══ Given data ══

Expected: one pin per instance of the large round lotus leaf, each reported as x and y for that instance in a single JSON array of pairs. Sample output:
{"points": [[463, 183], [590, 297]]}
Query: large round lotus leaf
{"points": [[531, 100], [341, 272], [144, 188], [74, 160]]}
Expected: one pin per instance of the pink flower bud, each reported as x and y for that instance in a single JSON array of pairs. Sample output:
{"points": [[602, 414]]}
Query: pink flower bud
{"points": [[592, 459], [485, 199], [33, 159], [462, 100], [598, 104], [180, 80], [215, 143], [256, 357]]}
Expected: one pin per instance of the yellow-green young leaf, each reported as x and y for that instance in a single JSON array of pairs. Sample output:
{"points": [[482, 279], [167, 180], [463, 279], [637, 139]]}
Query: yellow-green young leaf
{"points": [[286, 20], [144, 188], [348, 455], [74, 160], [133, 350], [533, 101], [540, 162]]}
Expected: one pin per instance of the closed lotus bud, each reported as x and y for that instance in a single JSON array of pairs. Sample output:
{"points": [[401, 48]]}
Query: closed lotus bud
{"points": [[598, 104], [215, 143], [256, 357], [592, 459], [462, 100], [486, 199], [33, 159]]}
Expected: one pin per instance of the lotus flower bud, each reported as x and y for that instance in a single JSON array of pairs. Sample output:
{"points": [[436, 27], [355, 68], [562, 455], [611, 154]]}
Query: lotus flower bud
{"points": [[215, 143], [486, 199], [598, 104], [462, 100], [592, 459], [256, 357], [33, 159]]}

═══

> [What to do] Would you retype the records above without changing a word?

> [Exercise result]
Expected: one pin per instance of the large round lotus leaf, each reported as x and y for that instance in a single JSON array of pairs. Sample output:
{"points": [[463, 183], [590, 297]]}
Query: large round lotus leaf
{"points": [[531, 100], [341, 272], [144, 188], [74, 160]]}
Expected: one pin per instance of the pink flower bud, each reported as x and y for that instance in a single JSON array of pairs. Sample output:
{"points": [[602, 414]]}
Query: pink flower bud
{"points": [[592, 459], [485, 199], [33, 159], [462, 100], [598, 104], [180, 80], [215, 143], [256, 357]]}
Expected: one pin per instance of the yellow-green young leaf, each reported as x and y for that instance in a single JSON array of pairs. Sample output:
{"points": [[482, 279], [167, 180], [463, 279], [637, 139]]}
Query: yellow-green young leaf
{"points": [[286, 20], [144, 188], [348, 455], [74, 160], [133, 350], [533, 101], [540, 162]]}
Expected: one pin per instance of the closed lotus bud, each reported as x and y for that instance in a single JSON array of pairs. Sample output:
{"points": [[401, 48]]}
Query: closed lotus bud
{"points": [[598, 104], [215, 143], [256, 357], [592, 459], [462, 100], [486, 199], [33, 159]]}
Expected: one pin per instance of the lotus flower bud, each reported as x and y for that instance in a single JSON array of pairs. Sample output:
{"points": [[436, 27], [355, 68], [562, 455], [611, 154]]}
Query: lotus flower bud
{"points": [[215, 143], [486, 199], [598, 104], [462, 100], [592, 459], [256, 357], [33, 159]]}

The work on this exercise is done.